Your objective: Swap each occurrence of "outline" in the entries below for "contour", and write the entries out again with everything else left unchanged.
────────
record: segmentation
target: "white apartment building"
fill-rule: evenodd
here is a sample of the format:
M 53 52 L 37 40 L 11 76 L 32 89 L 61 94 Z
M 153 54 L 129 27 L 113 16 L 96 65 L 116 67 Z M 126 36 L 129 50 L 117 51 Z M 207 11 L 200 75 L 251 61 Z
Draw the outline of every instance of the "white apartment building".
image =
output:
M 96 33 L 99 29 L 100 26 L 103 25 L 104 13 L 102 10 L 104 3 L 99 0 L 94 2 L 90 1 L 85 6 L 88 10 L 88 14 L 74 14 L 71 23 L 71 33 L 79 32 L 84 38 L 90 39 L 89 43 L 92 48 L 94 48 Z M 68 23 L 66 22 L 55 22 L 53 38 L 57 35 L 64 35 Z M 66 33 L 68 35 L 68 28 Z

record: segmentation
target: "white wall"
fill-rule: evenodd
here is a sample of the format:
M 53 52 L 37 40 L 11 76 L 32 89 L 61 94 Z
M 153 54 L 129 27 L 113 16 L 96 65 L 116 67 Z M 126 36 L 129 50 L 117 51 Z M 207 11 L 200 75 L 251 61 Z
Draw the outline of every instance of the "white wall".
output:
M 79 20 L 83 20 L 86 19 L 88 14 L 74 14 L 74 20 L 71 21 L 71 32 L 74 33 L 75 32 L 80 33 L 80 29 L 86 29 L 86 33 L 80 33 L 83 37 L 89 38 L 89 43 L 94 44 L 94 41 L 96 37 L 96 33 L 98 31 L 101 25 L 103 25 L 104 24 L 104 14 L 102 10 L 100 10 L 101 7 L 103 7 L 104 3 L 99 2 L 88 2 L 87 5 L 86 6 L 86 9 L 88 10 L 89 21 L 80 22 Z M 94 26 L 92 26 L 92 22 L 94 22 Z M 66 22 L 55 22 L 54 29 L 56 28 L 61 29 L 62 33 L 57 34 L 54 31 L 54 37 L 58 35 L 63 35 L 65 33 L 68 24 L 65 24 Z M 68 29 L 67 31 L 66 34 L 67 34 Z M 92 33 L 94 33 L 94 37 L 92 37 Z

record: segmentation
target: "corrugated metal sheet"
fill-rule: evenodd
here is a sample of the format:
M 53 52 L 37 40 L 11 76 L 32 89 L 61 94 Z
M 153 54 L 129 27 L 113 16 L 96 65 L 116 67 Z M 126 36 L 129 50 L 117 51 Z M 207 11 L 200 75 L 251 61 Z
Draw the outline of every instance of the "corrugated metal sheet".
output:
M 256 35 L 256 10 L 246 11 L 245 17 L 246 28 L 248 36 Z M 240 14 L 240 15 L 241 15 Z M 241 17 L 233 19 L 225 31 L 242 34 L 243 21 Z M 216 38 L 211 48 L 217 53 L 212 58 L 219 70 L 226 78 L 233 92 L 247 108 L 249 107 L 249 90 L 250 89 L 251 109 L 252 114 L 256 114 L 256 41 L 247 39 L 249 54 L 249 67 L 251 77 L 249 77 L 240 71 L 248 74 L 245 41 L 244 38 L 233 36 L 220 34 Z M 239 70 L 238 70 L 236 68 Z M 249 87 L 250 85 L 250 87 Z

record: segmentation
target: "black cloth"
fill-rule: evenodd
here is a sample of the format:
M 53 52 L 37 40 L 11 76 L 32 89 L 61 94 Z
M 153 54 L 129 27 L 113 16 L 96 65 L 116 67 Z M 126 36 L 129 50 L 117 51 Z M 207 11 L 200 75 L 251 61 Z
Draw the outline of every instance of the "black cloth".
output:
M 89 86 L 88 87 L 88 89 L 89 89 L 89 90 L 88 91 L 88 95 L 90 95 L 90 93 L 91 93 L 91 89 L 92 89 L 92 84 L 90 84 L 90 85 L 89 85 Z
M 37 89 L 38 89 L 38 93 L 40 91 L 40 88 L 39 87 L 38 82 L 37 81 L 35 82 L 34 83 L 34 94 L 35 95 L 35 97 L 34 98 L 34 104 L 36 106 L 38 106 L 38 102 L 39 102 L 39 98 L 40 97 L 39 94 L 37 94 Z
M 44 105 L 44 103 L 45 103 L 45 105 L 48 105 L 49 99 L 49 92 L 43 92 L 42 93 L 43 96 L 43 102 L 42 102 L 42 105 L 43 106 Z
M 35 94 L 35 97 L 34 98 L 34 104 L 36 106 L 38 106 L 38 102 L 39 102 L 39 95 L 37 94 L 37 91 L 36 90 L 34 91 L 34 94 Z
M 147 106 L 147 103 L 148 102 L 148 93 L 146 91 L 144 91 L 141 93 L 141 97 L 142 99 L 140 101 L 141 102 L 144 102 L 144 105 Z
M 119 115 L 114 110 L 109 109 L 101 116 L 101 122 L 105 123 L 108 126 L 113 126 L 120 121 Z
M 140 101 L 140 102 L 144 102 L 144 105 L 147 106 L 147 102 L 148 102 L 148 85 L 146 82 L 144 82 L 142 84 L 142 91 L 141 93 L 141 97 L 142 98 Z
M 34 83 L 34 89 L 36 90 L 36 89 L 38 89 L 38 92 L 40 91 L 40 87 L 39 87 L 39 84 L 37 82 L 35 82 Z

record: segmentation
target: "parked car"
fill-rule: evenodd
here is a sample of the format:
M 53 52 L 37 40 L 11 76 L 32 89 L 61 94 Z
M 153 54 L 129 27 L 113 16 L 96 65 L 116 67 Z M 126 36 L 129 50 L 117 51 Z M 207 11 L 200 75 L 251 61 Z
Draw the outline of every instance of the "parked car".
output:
────────
Response to this exercise:
record: segmentation
target: "white apartment building"
fill-rule: evenodd
here is a sample of the format:
M 53 52 L 37 40 L 11 76 L 32 89 L 61 94 Z
M 153 54 L 129 27 L 113 16 L 96 65 L 116 67 Z M 126 36 L 129 50 L 117 51 Z M 207 11 L 200 75 L 251 61 Z
Draw the contour of every instance of the "white apartment building".
image =
output:
M 96 33 L 99 29 L 100 26 L 103 25 L 104 13 L 102 10 L 104 3 L 99 0 L 94 2 L 90 1 L 85 6 L 88 10 L 88 14 L 74 14 L 71 23 L 71 33 L 79 32 L 84 38 L 90 39 L 89 43 L 92 48 L 94 48 Z M 68 23 L 66 22 L 55 22 L 53 38 L 57 35 L 64 35 Z M 66 33 L 68 35 L 68 28 Z

record: segmentation
target: "white wall"
fill-rule: evenodd
here is a sample of the format:
M 53 52 L 37 40 L 11 76 L 32 89 L 61 94 Z
M 153 54 L 129 27 L 113 16 L 96 65 L 116 67 Z M 126 36 L 129 50 L 117 51 Z M 207 11 L 200 75 L 251 61 Z
Draw the contour of every instance of the "white wall".
output:
M 79 20 L 83 20 L 86 19 L 88 14 L 74 14 L 74 20 L 71 21 L 71 32 L 74 33 L 75 32 L 80 33 L 80 29 L 86 29 L 86 33 L 80 33 L 83 37 L 89 38 L 89 43 L 94 44 L 94 41 L 96 37 L 96 33 L 98 31 L 101 25 L 103 25 L 104 24 L 104 14 L 102 10 L 100 10 L 101 7 L 103 7 L 104 3 L 99 2 L 88 2 L 87 5 L 86 6 L 86 9 L 88 10 L 89 21 L 80 22 Z M 94 26 L 92 26 L 92 22 L 94 22 Z M 66 22 L 55 22 L 54 29 L 56 28 L 61 29 L 62 33 L 57 34 L 54 31 L 54 37 L 58 35 L 63 35 L 65 33 L 68 24 L 65 24 Z M 68 29 L 67 31 L 66 34 L 67 34 Z M 92 33 L 94 33 L 94 37 L 92 37 Z

record: segmentation
target: "corrugated metal sheet"
fill-rule: evenodd
here is a sample of the format:
M 53 52 L 37 40 L 11 76 L 32 89 L 61 94 Z
M 153 54 L 129 27 L 113 16 L 96 65 L 116 67 Z M 126 36 L 129 50 L 117 51 Z M 207 11 L 200 75 L 251 61 Z
Draw the contour of every instance of the "corrugated metal sheet".
output:
M 256 35 L 256 10 L 246 11 L 245 17 L 246 28 L 248 36 Z M 240 14 L 240 15 L 241 15 Z M 241 17 L 233 19 L 225 31 L 242 34 L 243 21 Z M 216 38 L 211 48 L 217 53 L 212 58 L 219 70 L 226 78 L 233 92 L 247 108 L 249 107 L 249 90 L 250 89 L 251 109 L 252 114 L 256 114 L 256 41 L 247 39 L 249 54 L 249 67 L 251 77 L 249 77 L 240 71 L 248 74 L 245 41 L 244 38 L 233 36 L 220 34 Z M 239 70 L 238 70 L 236 68 Z M 249 87 L 250 85 L 250 87 Z

record: segmentation
target: "black cloth"
fill-rule: evenodd
here is a sample of the format:
M 53 52 L 37 40 L 11 76 L 32 89 L 61 94 Z
M 153 54 L 129 27 L 113 16 L 96 65 L 116 67 Z M 126 36 L 129 50 L 117 51 Z M 207 11 L 200 75 L 251 61 Z
Draw the contour of every instance of the "black cloth".
output:
M 89 86 L 88 87 L 88 89 L 89 89 L 89 90 L 88 91 L 88 95 L 90 95 L 90 93 L 91 93 L 91 89 L 92 89 L 92 84 L 90 84 L 90 85 L 89 85 Z
M 37 89 L 38 89 L 38 93 L 40 91 L 40 88 L 39 87 L 38 82 L 37 81 L 35 82 L 34 83 L 34 94 L 35 95 L 35 97 L 34 98 L 34 104 L 36 106 L 38 106 L 38 102 L 39 102 L 39 98 L 40 97 L 39 94 L 37 94 Z
M 44 105 L 44 103 L 45 103 L 45 105 L 48 105 L 49 99 L 49 92 L 43 92 L 42 93 L 43 96 L 43 102 L 42 102 L 42 105 L 43 106 Z
M 35 94 L 35 97 L 34 98 L 34 104 L 36 106 L 38 106 L 38 102 L 39 102 L 39 95 L 37 94 L 37 91 L 36 90 L 34 91 L 34 94 Z
M 147 106 L 147 103 L 148 102 L 148 93 L 146 91 L 144 91 L 141 93 L 141 97 L 142 99 L 140 101 L 141 102 L 144 102 L 144 105 Z
M 119 115 L 114 110 L 109 109 L 101 116 L 101 122 L 105 123 L 108 126 L 113 126 L 120 121 Z
M 140 101 L 140 102 L 144 102 L 144 105 L 147 106 L 147 102 L 148 102 L 148 85 L 146 82 L 144 82 L 142 84 L 142 91 L 141 93 L 141 97 L 142 98 Z
M 34 83 L 34 89 L 36 90 L 36 89 L 38 89 L 38 92 L 40 91 L 40 87 L 39 87 L 39 84 L 37 82 L 35 82 Z

record: segmentation
target: "parked car"
fill-rule: evenodd
here is a sample of the format:
M 53 52 L 37 40 L 11 76 L 32 89 L 61 94 Z
M 153 54 L 129 27 L 113 16 L 96 65 L 116 67 Z M 126 36 L 129 50 L 117 51 Z M 207 11 L 200 75 L 251 61 Z
Draw the contour of every instance of the "parked car".
output:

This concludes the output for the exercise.